The decision to buy life insurance is an important one. It can ensure that those who rely on you for financial support – like your spouse or children – will receive money when you die. Your family can also choose to use the life insurance benefit to pay off debt, like a mortgage.
There are two main types of life insurance. Each has features to meet different needs:
Sun Life advisor Raj Daryanani shares 7 common mistakes to avoid when it comes to life insurance:
- Waiting to buy life insurance
- Choosing the least expensive life insurance option, instead of the best option
- Relying only on group insurance
- Not telling anyone that you bought life insurance
- Not updating your beneficiaries
- Not reviewing your policy and your needs
- Underestimating the amount of life insurance you need
1. Waiting to buy life insurance
Delaying the purchase of life is insurance is very common, says Raj. “Many people think they have to wait until they get married or have kids or buy a home. But buying a policy when you’re younger is generally less expensive. You’re also less likely to have a health condition that could make insurance expensive or make you ineligible for coverage. So, the sooner you buy life insurance, the better.”
2. Choosing the least expensive life insurance option, instead of the best option
“Term life insurance is generally less expensive in the beginning than permanent life insurance,” shares Raj. “However, term life insurance covers you only for a limited time – for example 10 or 20 years. The cost of term life insurance increases every 10 or 20 years if you renew. An insurance company pays the benefit if the policyholder dies during the term. Whereas permanent life insurance will cover you until death, as long as you pay your premiums and the cost, though higher in the beginning than term life insurance, does not change.” Raj says term could be a good option if you have short-term needs. For example, you have debt to pay off like a mortgage, and a young family relying on your income. “But if lifetime coverage appeals to you, whole life insurance is likely the better option if you can afford it. This will ensure your estate fees are covered and that you can leave money for your loved ones.”
3. Relying only on group insurance
Having life insurance through your employee benefits package at work is great, says Raj. “But most employer plans offer only a basic amount and type of life insurance. And it’s available only as long as you work there. So, if you change jobs, quit or get laid off, you’ll no longer have that coverage. That’s why it’s important to have your own life insurance that you control. You can still have your group insurance. Just consider it icing on the cake.”

■ ■ ■ ■

Instructions
- A) Answer these questions from the life insurance text:
(i) What debt does the text give as an example that a family could pay off with the benefit?
(ii) What two lengths of time does the text give as examples of how long term life insurance covers you?
(iii) According to the text, what happens to employer coverage if you change jobs, quit or get laid off?
- B) Continue the life insurance text from the point where it stops.

Data block
■ ■ ■ ■

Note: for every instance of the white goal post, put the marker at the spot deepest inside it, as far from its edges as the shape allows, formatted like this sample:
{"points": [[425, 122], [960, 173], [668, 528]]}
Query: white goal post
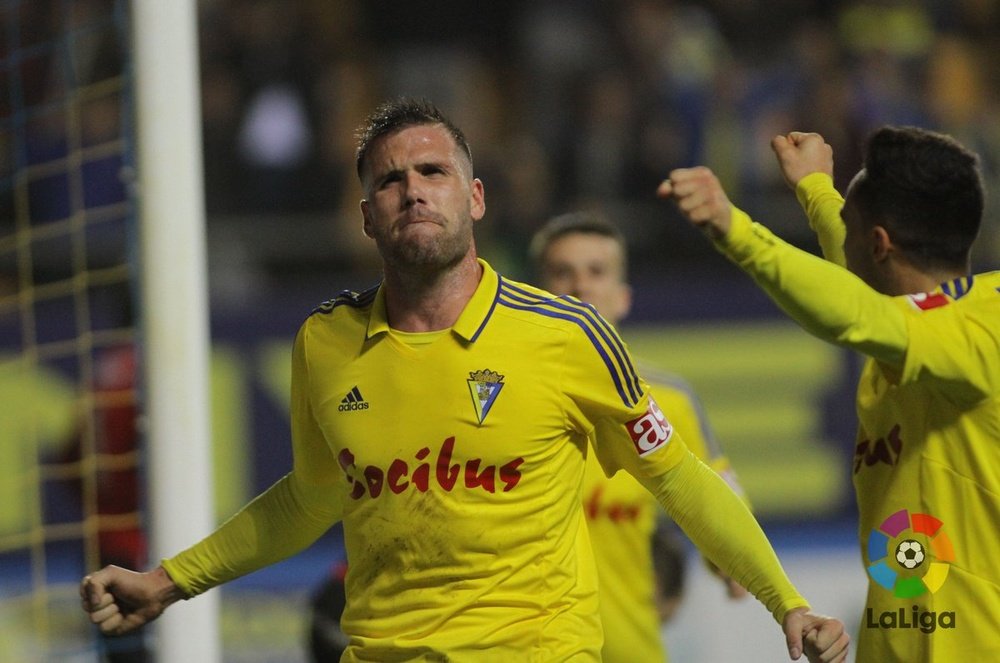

■ ■ ■ ■

Results by task
- A)
(i) A mortgage.
(ii) 10 or 20 years.
(iii) You no longer have that coverage.

- B)
4. Not telling anyone that you bought life insurance
“If you don’t tell anyone you have an insurance policy, there will be no one to come forward to make the claim. So, keep a record of your policy and make sure your family knows where it is,” says Raj.
5. Not updating your beneficiaries
Raj says it’s important to name your primary beneficiary and to have a contingent beneficiary. “You’ll also want to review your beneficiaries with your advisor when you have a major life change. This includes marriage, divorce, birth of a child, or the death of a beneficiary. This will ensure the funds will go to the loved ones you want when the time comes.”
6. Not reviewing your policy and your needs
It’s critical to review your life insurance policy periodically, says Raj. Especially when you have a major life event like those mentioned earlier. “Your life insurance needs will no doubt change over the lifetime of your policy. All these events play a role in determining how much life insurance coverage you need. So be sure to review your policy with your advisor once a year. And if needed, you may purchase additional coverage.” If you need an advisor, you can find a Sun Life advisor to help.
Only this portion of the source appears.